Exercise objective - Answer with nothing but the number of lines in the listing below that contain "banner".

Record excerpts -
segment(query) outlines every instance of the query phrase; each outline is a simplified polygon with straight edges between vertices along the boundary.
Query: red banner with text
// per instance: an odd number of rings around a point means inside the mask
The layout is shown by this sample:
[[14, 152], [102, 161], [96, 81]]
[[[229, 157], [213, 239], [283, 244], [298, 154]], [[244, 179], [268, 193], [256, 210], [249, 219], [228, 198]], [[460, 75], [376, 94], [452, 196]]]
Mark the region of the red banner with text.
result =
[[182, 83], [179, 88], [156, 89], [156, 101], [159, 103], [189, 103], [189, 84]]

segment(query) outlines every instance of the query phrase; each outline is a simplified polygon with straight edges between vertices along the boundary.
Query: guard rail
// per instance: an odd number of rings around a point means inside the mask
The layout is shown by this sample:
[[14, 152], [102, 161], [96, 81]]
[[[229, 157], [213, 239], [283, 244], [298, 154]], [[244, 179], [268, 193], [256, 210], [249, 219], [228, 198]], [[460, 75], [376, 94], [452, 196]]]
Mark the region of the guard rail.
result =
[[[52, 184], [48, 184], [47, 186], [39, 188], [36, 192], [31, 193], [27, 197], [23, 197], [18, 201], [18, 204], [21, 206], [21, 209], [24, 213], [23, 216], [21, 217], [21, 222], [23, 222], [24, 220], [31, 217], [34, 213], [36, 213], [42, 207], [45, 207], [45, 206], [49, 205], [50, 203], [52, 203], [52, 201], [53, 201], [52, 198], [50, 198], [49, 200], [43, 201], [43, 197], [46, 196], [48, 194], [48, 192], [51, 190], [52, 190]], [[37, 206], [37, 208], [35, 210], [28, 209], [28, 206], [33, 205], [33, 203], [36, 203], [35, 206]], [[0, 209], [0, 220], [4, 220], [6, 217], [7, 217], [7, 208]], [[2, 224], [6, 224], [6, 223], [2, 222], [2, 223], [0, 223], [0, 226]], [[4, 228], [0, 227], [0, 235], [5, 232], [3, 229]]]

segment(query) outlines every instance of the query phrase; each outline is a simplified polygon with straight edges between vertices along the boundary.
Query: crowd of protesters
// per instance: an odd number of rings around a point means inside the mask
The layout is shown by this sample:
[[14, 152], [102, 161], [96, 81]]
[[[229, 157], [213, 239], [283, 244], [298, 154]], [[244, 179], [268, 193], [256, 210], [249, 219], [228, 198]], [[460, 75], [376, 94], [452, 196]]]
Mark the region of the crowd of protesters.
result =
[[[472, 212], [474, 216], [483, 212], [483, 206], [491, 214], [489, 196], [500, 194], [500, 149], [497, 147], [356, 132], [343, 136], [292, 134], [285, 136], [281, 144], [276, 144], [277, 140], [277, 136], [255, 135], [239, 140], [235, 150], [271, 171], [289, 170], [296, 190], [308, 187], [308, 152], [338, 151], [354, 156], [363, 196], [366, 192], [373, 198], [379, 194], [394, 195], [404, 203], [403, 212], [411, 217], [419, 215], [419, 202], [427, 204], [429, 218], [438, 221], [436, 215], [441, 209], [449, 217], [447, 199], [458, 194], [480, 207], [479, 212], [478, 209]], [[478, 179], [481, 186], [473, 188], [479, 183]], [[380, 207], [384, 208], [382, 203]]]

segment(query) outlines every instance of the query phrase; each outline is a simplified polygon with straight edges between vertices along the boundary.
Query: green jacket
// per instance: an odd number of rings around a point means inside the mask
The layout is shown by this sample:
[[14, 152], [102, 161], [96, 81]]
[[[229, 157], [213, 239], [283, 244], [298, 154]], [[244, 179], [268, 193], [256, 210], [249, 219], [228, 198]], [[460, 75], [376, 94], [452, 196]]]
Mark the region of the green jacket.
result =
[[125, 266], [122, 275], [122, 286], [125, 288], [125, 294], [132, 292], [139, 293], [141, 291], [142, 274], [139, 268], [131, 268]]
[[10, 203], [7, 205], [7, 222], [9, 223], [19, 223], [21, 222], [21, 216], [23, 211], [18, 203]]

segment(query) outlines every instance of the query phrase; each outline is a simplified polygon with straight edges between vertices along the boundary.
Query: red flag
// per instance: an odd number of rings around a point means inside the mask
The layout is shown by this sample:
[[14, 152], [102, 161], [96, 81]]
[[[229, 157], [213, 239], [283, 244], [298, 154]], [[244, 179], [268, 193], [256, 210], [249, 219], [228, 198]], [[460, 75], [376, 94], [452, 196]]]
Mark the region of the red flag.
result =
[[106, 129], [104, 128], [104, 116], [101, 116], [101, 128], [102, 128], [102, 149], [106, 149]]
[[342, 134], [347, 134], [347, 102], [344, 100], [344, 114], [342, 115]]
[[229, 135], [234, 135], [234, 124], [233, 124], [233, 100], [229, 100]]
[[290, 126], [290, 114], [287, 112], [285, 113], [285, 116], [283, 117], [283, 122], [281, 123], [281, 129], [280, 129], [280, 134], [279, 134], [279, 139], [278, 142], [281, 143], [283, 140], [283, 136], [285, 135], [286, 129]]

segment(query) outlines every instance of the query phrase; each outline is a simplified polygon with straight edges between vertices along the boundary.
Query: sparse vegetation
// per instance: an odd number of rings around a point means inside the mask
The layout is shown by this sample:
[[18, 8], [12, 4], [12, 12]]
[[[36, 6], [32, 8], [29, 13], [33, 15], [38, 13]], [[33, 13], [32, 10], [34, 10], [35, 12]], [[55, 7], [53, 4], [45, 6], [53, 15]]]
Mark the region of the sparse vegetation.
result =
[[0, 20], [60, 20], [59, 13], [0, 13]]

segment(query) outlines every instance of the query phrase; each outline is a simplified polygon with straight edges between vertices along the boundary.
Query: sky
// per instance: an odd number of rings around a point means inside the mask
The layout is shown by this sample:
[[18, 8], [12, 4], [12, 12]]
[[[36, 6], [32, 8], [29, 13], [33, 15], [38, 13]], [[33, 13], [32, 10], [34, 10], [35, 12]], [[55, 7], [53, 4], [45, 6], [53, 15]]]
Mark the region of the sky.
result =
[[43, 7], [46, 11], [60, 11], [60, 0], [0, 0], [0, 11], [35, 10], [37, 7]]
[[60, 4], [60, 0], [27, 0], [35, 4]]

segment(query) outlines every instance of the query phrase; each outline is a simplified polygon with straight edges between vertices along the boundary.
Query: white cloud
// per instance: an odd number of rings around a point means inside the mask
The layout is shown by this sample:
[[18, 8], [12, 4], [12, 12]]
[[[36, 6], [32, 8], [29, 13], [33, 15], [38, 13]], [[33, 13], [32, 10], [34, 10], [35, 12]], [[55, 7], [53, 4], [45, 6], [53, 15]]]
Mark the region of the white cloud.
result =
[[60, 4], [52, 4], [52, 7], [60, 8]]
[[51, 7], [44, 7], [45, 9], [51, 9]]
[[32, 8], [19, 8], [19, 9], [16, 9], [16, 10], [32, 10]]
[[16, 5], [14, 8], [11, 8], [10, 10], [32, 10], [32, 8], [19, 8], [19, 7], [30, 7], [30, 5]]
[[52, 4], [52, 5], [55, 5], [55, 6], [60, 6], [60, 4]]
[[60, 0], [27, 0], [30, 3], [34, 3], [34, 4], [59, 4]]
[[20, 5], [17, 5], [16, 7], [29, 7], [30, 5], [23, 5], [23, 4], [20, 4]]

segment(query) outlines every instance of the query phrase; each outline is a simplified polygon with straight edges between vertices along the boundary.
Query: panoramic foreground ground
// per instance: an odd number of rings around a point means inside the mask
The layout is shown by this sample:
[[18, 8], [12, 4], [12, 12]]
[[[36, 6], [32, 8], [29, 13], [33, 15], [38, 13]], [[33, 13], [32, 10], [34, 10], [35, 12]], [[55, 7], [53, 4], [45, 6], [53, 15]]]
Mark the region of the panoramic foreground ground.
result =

Written answer - 2